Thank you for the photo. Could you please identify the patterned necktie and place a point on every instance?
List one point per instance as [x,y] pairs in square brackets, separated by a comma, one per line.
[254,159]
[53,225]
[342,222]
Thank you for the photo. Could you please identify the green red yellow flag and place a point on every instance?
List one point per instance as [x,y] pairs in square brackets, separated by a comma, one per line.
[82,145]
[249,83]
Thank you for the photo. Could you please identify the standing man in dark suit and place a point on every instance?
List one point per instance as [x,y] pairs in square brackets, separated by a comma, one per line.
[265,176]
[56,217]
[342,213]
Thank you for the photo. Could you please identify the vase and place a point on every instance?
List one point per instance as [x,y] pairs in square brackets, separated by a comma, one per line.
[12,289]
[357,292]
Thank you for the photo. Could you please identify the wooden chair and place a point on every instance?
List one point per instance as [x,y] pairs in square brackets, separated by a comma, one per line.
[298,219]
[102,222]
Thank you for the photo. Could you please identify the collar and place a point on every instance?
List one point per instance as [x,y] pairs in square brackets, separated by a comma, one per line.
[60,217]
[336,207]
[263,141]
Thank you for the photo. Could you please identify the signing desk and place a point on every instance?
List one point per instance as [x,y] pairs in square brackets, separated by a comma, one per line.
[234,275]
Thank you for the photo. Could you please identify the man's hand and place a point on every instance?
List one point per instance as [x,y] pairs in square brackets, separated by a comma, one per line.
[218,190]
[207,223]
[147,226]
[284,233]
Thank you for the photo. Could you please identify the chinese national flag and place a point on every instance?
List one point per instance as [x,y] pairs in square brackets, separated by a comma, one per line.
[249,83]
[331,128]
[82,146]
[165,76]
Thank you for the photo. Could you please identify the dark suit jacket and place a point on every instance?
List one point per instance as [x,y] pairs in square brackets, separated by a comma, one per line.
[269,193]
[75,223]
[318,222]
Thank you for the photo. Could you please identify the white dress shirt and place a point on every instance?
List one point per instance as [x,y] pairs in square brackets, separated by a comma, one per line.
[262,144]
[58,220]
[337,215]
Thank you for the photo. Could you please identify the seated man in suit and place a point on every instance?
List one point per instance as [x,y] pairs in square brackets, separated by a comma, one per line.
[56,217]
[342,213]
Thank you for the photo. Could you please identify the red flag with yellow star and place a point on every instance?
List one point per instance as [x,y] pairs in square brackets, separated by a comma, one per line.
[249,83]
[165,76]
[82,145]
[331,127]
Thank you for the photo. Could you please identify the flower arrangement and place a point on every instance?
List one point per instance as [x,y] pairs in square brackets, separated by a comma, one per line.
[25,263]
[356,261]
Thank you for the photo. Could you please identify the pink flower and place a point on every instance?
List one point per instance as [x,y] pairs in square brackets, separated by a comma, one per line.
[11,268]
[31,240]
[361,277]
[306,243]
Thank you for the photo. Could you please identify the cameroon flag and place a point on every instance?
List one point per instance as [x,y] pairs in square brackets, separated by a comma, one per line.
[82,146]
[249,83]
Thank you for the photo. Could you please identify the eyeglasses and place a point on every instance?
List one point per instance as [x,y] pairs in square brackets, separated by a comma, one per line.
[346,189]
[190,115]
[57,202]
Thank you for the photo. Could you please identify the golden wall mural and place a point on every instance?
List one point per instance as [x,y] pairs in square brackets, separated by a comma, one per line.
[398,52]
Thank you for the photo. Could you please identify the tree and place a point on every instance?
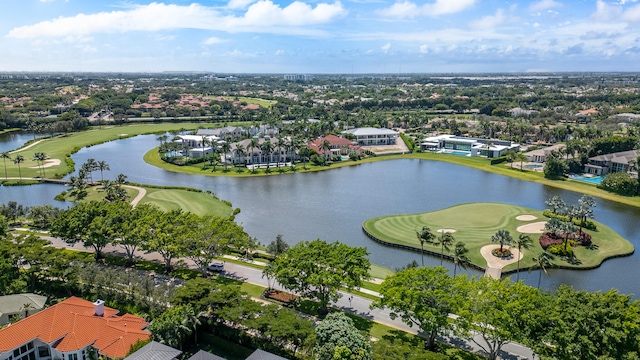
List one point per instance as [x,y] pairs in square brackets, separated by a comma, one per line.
[522,242]
[5,155]
[543,262]
[86,222]
[277,246]
[103,166]
[446,240]
[460,257]
[317,269]
[503,237]
[18,160]
[555,203]
[337,338]
[420,297]
[425,236]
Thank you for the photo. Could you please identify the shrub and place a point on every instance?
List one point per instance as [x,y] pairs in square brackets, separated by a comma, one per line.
[558,249]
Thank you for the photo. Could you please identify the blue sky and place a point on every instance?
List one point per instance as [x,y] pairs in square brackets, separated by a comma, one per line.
[320,36]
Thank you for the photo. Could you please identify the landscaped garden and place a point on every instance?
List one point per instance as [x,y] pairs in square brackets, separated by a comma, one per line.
[475,224]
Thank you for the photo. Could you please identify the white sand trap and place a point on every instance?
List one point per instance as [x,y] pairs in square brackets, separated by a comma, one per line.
[533,228]
[48,163]
[525,217]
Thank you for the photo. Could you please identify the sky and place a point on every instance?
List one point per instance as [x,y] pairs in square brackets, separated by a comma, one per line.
[320,36]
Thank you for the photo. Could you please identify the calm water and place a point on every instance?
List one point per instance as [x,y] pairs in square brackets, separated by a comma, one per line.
[332,205]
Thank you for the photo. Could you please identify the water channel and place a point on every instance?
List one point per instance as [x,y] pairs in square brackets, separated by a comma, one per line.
[332,205]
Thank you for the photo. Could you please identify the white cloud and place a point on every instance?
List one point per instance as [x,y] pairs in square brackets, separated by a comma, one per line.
[490,22]
[263,16]
[407,9]
[213,40]
[239,4]
[543,5]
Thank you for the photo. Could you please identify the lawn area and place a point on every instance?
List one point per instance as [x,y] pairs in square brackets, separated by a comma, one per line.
[474,225]
[200,203]
[197,202]
[62,147]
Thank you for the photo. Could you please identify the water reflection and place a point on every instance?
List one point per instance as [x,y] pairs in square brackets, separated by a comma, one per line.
[332,205]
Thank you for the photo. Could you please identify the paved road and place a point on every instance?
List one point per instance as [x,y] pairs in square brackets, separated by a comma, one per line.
[357,305]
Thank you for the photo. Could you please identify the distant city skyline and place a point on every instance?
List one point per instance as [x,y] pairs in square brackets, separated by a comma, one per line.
[321,36]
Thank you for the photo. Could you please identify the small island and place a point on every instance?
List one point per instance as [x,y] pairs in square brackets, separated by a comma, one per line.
[485,227]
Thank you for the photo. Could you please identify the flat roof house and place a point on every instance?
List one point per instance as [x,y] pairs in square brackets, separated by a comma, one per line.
[71,330]
[615,162]
[373,136]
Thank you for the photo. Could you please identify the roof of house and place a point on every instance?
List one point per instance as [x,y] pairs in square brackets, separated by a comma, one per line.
[335,141]
[203,355]
[263,355]
[623,157]
[155,351]
[370,131]
[12,304]
[74,325]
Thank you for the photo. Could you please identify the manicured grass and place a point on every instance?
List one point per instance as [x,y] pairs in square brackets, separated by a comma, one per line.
[200,203]
[62,146]
[476,223]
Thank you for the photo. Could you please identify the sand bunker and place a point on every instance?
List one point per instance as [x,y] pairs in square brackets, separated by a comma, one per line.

**WHAT IS NEEDED:** Reproduce verbatim the records beginning with the line that contains "Thank you for the photo. Could you please identify the sand" and continuing through the end of the records.

**REPLY TO THE TASK:**
Thank you for the photo. Could you please identify the sand bunker and place a point on every instance?
List one point per instance as [x,y] pairs in square brackets, separated by a comma, one per line.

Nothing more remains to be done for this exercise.